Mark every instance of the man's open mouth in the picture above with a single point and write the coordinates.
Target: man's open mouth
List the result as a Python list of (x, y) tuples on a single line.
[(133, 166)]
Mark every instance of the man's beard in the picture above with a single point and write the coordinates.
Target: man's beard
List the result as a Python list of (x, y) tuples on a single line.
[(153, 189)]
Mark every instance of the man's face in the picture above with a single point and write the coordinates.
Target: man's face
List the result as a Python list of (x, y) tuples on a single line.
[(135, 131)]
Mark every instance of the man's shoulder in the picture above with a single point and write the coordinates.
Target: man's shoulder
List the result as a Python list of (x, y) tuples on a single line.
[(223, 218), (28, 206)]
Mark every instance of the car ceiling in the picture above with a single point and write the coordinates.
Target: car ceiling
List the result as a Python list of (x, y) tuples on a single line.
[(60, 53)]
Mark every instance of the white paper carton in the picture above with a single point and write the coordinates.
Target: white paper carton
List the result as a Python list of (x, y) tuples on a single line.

________________________

→ **WRITTEN PROBLEM**:
Rewrite every row above as a numbered list, leaving out any blank lines.

→ **COMPLETE RESPONSE**:
1. Mark every instance of the man's open mouth in the picture above with a single point and write the coordinates.
2. Target: man's open mouth
3. List the result as a Python list of (x, y) tuples on a single line.
4. [(133, 166)]
5. Mark every instance of the man's beard in the picture above with a single point and write the coordinates.
6. Target: man's beard
7. List the result as a Python list of (x, y) tuples on a single line.
8. [(153, 189)]
9. Mark every instance of the man's face in the picture above with a single point and write the coordinates.
10. Target: man's face
11. List the result as a Python list of (x, y) tuples on a single line.
12. [(135, 131)]
13. Mark every instance of the man's shoulder in the picture above with a single point and write the coordinates.
14. Target: man's shoulder
15. List the result as a Python list of (x, y) tuples on a single line.
16. [(223, 218), (28, 206)]
17. Mark every instance of the car ceiling in the picture above with a single point and write the coordinates.
18. Target: car ceiling
19. List the result as a Python list of (x, y) tuples on a single line.
20. [(60, 53)]
21. Mark every instance of the white paper carton in the picture above with a single point and write the coordinates.
22. Target: white paper carton
23. List the result as a Python list of (x, y) tuples on a single line.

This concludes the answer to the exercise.